### Page extract
________________________
2. Is there any concept of Standalone mode for the Oracle E-Business suite - R12 modules as to what happens when the db couldn't be accessed.

Thanks
sachin

Posted by Sachin on October 24, 2010 at 08:02 PM PDT #

Hi, Sachin,

If your database is down, all requests from an EBS application tier server will fail. This is true regardless of where those EBS application tier servers live -- either in your DMZ or internally.

Regards,
Steven

Posted by Steven Chan on October 28, 2010 at 07:09 AM PDT #

How do you configure your application help if the help files are inside the DMZ. We are implementing iExpense so that salesreps can enter expense reports from public access. How can we get them to see the help/UPK Content

Posted by Erik on June 05, 2012 at 12:44 PM PDT #

Hi, Erik,

I don't have a lot of visibility into UPK. As far as I'm aware, our generic DMZ setup instructions should support this content, since it's permitted via the iExpenses responsibility.

If you're having trouble with that, your best bet would be to log a formal Service Request via My Oracle Support (formerly Metalink) to get one of our iExpenses (or UPK) specialists engaged.

Please feel free to forward your Service Request number to me if it gets stuck in the support process for some reason.

Regards,
Steven

Posted by Steven Chan on June 06, 2012 at 01:25 PM PDT #

Steven,

Thanks a lot for such a elaborated explanation about the configuration.
________________________
### Source material

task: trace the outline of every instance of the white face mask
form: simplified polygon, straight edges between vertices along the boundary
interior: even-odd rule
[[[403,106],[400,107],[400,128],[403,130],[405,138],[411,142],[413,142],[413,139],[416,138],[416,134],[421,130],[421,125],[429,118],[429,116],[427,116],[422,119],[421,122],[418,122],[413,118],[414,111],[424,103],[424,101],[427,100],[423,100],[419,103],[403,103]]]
________________________
### To-do list
(1) In the comment thread about Oracle E-Business Suite DMZ setup, rename "Service Request" to "support case" and write out the passage from "Please feel free" to "about the configuration.".
(2) Go on with the comment thread about Oracle E-Business Suite DMZ setup, picking up after its last line.

### Answers in order
(1)
Please feel free to forward your support case number to me if it gets stuck in the support process for some reason.

Regards,
Steven

Posted by Steven Chan on June 06, 2012 at 01:25 PM PDT #

Steven,

Thanks a lot for such a elaborated explanation about the configuration.

(2)
I am new to this kind of configuration and learning the same.

I need a clarification here:
We do have iStore module setup in external tier in DMZ zone for external usage. Now we would like to extend the same to iRecruitment, iPayable and iReceivables. As we have limitation on the external node which is only one. We would like to deploy on all 4 on the same node.

Could you please let me know how to setup the port re-direction in this case? I mean external users might access the modules as
iStore.domain.com
iRec.domain.com
iPay.domain.com
iReceive.domain.com

How to handle these request re-direction to respective modules.

Regards,
Raja.

Posted by Raja on May 21, 2013 at 03:51 AM PDT #

Hi Raja,

As you have questions about a very specific setup, the best solution will be for you to log a service request and discuss the issue with one of our specialists in this area.

Regards,

Robert.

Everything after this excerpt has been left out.